-- Problem --
Copy out all of the data below, word for word and line by line.

-- Record list --
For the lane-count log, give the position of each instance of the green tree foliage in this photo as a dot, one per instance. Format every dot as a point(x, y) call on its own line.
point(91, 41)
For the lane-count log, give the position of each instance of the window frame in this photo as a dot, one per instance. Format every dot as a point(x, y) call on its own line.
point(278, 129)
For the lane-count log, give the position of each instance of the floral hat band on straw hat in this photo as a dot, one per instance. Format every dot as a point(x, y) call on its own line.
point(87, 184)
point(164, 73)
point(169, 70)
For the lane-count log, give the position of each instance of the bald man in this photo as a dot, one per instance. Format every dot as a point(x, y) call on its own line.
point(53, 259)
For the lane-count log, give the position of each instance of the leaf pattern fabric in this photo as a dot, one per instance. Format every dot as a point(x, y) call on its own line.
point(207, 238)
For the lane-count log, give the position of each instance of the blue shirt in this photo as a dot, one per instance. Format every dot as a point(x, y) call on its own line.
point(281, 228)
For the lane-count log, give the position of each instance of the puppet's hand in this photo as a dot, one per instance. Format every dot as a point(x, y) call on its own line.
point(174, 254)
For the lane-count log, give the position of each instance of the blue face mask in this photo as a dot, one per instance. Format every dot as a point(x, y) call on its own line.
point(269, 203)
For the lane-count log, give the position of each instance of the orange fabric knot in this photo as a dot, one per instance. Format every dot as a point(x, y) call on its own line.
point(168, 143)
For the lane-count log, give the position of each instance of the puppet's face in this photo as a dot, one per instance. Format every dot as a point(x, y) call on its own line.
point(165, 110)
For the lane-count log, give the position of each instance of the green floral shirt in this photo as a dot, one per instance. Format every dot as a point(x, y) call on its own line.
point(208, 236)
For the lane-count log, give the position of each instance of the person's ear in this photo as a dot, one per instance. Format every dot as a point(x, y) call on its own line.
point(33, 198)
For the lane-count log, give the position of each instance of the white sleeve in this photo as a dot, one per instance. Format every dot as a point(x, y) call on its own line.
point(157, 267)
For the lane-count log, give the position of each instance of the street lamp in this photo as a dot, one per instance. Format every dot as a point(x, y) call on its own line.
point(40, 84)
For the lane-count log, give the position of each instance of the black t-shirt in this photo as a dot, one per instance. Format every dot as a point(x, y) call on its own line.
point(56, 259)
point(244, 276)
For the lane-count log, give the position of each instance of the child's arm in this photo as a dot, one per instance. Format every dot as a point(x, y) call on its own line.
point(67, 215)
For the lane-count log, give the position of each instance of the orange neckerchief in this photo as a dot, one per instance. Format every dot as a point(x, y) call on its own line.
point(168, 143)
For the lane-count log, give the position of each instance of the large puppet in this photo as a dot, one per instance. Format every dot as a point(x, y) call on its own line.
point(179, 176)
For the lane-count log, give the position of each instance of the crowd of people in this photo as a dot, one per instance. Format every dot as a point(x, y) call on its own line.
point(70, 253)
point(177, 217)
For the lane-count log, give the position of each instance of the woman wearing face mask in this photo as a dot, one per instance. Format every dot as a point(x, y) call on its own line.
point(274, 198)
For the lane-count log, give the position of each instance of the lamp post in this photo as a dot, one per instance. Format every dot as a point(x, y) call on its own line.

-- Correct output --
For the lane-count log, give the position of each instance of the green tree foliage in this photo as a dot, one per instance. Format every dot as a point(x, y) call on its own line.
point(91, 41)
For the lane-count log, give the position of each instance of the window frame in this photo as a dot, one per instance. Format every dot as a point(x, y) call on its own line.
point(278, 129)
For the lane-count log, give the position of each instance of the floral hat band on straw hat in this photo as a dot, one per instance. Format every dot as a point(x, y) call on its own line.
point(87, 184)
point(164, 73)
point(169, 70)
For the lane-count log, give the position of each instance of the bald man in this photo as a dot, one per instance. Format every dot as a point(x, y) call on its own line.
point(53, 259)
For the lane-count log, give the position of each instance of the leaf pattern fabric in this photo as a dot, one per instance. Format every dot as a point(x, y) call on its own line.
point(207, 238)
For the lane-count log, give the position of each instance of the blue shirt in this photo as a dot, one per instance. Format every dot as a point(x, y) call on its own line.
point(281, 228)
For the lane-count log, give the position of each instance of the puppet's hand in this photo as a dot, one per instance. Format every dot as a point(x, y) call on its own line.
point(174, 254)
For the lane-count log, give the position of each instance of the blue face mask in this photo as a dot, one per instance. Format every dot as a point(x, y) call on its own line.
point(269, 203)
For the lane-count log, give the position of each instance of the orange fabric knot in this photo as a dot, one per instance. Format every dot as a point(x, y) call on its own line.
point(168, 143)
For the lane-count log, give the position of each instance of the puppet's face in this photo as a dot, one per instance. Format every dot as a point(x, y) call on its own line.
point(165, 110)
For the lane-count log, give the position of each instance of the green floral shirt in this photo as a dot, one per instance. Format every dot as a point(x, y) call on its own line.
point(208, 236)
For the lane-count log, give the position of each instance of the person's ear in this photo as a dot, one per instance. Format every dot as a point(x, y) call on its own line.
point(33, 198)
For the lane-count log, give the position of each instance of the white sleeve in this photo as a dot, one per instance. Format every dot as a point(x, y) call on its own line.
point(157, 267)
For the lane-count log, give the position of each instance of the street lamp in this photo as a dot, one per instance. Format every dot as a point(x, y) call on its own line.
point(40, 84)
For the lane-count log, give the position of each instance of the black t-shirt in this photo as a dot, one per instance. Format every dot as a point(x, y) call on its own line.
point(56, 259)
point(244, 276)
For the lane-count log, give the position of each instance of the child's arm in this photo as a dot, one per instance. Format every dot as a point(x, y) call on its own line.
point(67, 215)
For the lane-count log, give the position of each instance of the orange neckerchief in this photo as a dot, one per instance. Format every dot as a point(x, y) call on its own line.
point(168, 143)
For the lane-count log, give the position of each instance of the large puppet in this photo as a dot, one per instance. Format every dot as a point(x, y) call on its own line.
point(179, 176)
For the lane-count log, give the position of each instance of the crowd of people in this photo as a dot, one per instance. Format every dot as a point(x, y) call on its own line.
point(70, 253)
point(177, 217)
For the lane-count log, give the position of each instance of the woman wearing face mask in this photo as a dot, one per instance. Format every dot as a point(x, y) call on its own line.
point(274, 198)
For the lane-count log, give the position of each instance of the lamp post in this photo as a dot, one per instance. Format every dot as a point(x, y) call on its own line.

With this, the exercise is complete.